— start of RAW RECORDS —

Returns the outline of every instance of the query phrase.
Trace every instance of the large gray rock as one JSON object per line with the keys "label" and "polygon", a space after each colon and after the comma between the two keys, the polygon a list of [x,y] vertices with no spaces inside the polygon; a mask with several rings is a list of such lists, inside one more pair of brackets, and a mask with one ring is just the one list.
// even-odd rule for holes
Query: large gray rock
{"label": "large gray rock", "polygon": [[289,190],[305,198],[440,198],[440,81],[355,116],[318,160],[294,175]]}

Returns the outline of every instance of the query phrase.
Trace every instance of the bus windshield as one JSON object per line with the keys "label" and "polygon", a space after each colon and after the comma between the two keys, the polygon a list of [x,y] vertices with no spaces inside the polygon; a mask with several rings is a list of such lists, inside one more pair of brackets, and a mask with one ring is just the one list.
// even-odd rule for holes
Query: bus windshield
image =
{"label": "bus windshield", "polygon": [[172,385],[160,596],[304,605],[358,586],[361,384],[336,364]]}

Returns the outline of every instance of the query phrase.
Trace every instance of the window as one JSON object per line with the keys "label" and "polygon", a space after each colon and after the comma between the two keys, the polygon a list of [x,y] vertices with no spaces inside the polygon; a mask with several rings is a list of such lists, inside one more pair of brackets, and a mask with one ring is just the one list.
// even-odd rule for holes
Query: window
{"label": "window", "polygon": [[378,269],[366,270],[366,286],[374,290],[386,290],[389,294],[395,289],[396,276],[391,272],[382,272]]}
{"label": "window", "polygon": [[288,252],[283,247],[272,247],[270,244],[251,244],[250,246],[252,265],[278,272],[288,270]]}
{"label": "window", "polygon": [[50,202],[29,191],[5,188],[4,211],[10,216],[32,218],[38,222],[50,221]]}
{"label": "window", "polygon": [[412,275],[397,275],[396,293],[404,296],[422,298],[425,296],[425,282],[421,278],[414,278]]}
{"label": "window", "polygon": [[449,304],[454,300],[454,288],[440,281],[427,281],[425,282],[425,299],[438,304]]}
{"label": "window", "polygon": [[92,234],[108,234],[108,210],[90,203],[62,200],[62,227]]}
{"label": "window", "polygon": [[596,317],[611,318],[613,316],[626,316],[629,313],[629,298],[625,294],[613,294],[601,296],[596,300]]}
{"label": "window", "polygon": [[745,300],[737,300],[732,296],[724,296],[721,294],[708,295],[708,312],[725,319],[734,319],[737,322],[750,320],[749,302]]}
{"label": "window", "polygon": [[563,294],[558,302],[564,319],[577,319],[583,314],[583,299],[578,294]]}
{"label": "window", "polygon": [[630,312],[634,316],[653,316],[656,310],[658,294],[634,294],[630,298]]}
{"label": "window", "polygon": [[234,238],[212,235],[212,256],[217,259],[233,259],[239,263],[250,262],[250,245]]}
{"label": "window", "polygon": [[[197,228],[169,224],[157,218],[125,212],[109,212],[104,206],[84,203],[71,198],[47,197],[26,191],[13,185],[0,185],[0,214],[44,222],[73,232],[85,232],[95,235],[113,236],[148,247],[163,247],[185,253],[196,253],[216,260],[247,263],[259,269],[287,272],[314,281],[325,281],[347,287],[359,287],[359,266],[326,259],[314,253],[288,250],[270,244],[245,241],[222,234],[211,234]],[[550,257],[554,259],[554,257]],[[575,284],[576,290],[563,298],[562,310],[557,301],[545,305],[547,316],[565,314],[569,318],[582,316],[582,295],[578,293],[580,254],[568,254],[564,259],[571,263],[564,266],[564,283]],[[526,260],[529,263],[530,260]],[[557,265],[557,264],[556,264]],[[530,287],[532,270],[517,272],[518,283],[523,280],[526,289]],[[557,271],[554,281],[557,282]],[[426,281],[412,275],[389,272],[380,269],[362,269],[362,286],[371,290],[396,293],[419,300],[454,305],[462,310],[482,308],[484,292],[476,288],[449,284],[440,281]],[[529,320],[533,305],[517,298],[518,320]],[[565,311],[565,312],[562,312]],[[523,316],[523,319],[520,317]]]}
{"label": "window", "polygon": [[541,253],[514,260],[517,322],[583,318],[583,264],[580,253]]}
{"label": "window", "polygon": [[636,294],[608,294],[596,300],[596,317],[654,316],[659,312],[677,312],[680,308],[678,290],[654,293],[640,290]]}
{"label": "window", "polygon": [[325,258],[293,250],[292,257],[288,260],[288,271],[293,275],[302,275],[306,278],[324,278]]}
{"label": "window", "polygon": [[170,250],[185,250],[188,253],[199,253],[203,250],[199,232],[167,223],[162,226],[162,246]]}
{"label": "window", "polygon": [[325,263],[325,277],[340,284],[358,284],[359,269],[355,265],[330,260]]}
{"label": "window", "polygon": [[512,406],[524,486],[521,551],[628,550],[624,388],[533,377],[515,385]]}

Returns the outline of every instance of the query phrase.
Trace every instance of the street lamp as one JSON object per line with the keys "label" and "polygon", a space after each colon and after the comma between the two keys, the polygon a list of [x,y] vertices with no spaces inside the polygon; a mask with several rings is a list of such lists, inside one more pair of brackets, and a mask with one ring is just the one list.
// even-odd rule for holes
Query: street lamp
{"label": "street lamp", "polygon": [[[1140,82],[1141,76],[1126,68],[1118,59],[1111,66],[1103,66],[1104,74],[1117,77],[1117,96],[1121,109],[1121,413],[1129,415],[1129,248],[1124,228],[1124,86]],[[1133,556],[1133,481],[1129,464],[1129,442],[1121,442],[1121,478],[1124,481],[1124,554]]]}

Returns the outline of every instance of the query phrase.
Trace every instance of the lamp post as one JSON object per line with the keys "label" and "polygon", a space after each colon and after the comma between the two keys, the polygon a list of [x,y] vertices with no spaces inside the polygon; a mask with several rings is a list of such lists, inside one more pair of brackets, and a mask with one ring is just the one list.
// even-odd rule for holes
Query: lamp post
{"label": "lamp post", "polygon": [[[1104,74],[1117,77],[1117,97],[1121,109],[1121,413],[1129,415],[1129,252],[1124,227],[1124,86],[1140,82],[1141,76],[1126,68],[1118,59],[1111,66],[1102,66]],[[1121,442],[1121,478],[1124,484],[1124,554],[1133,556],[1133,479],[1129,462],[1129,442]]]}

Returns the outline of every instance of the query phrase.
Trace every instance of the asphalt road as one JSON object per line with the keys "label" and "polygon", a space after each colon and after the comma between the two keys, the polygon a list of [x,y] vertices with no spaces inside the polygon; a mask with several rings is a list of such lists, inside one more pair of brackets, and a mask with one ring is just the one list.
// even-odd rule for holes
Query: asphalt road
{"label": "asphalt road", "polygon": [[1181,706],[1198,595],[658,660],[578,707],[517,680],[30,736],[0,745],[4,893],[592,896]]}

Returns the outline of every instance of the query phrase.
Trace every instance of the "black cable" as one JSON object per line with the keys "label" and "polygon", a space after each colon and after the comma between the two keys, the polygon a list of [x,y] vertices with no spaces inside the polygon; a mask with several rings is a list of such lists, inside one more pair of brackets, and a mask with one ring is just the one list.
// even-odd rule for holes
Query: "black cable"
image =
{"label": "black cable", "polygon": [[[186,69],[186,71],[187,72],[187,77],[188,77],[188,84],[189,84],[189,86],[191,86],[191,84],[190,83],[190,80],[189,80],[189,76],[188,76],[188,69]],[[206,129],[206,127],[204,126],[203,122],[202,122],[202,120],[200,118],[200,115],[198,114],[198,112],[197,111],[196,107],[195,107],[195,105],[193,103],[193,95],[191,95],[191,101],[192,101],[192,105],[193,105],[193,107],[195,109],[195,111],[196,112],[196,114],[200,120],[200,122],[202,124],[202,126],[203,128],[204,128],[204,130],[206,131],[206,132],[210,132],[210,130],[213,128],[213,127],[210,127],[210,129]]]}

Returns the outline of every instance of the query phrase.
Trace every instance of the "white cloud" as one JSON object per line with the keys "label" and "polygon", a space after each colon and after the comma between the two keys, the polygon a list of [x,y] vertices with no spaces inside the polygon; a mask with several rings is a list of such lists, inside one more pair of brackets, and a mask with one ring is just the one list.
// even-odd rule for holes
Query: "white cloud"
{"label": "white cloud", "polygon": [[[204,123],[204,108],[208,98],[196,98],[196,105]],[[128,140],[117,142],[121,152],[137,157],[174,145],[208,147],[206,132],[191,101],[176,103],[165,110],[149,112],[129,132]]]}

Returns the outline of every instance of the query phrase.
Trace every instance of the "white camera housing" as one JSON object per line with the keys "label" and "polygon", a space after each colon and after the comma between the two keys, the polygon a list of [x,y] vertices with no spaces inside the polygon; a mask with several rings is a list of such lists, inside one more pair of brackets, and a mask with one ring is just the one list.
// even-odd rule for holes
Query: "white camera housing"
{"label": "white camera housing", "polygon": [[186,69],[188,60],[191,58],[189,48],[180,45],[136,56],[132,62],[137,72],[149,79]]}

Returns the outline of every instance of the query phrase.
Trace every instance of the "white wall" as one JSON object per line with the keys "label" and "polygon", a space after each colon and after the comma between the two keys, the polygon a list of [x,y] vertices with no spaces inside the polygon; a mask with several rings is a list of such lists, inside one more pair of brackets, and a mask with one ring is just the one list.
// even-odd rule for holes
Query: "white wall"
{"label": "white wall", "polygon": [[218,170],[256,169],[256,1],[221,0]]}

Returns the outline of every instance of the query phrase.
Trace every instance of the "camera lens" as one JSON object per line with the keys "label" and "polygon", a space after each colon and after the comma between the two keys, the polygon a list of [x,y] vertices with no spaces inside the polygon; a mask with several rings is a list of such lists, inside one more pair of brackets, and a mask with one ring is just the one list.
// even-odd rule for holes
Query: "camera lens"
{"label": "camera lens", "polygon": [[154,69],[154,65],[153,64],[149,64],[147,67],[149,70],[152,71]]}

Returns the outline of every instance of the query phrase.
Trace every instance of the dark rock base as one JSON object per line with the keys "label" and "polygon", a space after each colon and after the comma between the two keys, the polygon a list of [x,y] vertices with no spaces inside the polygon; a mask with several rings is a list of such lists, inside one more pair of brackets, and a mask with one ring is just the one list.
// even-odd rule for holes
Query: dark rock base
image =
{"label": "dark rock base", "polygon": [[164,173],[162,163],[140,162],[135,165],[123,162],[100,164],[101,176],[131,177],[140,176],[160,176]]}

— end of RAW RECORDS —

Tally the lines in the material above that contain the string "road". Reply with only the number.

3